* [EXTRAIT PROPOSÉ]

L’agrément du sous-traitant peut-il être tacite ? C’est la question à laquelle la cour administrative d’appel de Paris a récemment répondu par la négative, dans un arrêt du 19 mars 2024.

En l’espèce, l’acheteur en cause avait contracté pour « l’acquisition d’une presse triaxale à confinement à gaz – haute pression haute température », autrement dit, pas pour n’importe quel produit de grande surface !

La société requérante dans l’affaire était intervenue dans la conception ainsi que la fabrication de la presse, et s’estimait en droit de réclamer directement le paiement de ses factures à l’acheteur.

La cour rappelle que le « sous-traitant » a droit au paiement direct (au-delà de 600€ TTC) en vertu de l’article 6 de la loi du 31 décembre 1975. La question qui se posait en premier lieu était donc celle de savoir si la requérant était un simple fournisseur, dépourvu de droit au paiement direct, ou un véritable sous-traitant (pour aller plus loin, voir nos articles « Comment distinguer le sous-traitant du simple fournisseur ? » et « La sous-traitance de A à Z !« ).

* [ENREGISTREMENTS FOURNIS]
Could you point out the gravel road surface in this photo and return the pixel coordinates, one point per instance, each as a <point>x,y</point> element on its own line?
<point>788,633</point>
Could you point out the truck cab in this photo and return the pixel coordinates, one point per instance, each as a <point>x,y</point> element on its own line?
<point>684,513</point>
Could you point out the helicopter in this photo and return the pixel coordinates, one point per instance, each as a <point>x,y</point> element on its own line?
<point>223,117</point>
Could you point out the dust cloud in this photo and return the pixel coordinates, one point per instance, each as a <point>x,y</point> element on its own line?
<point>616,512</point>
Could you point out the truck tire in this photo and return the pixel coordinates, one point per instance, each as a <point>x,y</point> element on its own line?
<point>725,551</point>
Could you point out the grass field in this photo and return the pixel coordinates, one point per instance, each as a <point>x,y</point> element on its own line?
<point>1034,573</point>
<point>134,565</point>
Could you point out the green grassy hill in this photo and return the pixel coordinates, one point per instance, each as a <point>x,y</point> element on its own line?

* [CONSIGNES]
(a) D'après l'extrait proposé, quelle juridiction a rendu l'arrêt du 19 mars 2024 ?
(b) Dans les enregistrements, recopiez à l'identique les lignes allant de celle qui contient « Could you point out the dust » jusqu'à celle qui contient « <point>616,512</point> », ces deux lignes comprises.

* [CORRIGÉ]
(a) La cour administrative d'appel de Paris.

(b)
Could you point out the dust cloud in this photo and return the pixel coordinates, one point per instance, each as a <point>x,y</point> element on its own line?
<point>616,512</point>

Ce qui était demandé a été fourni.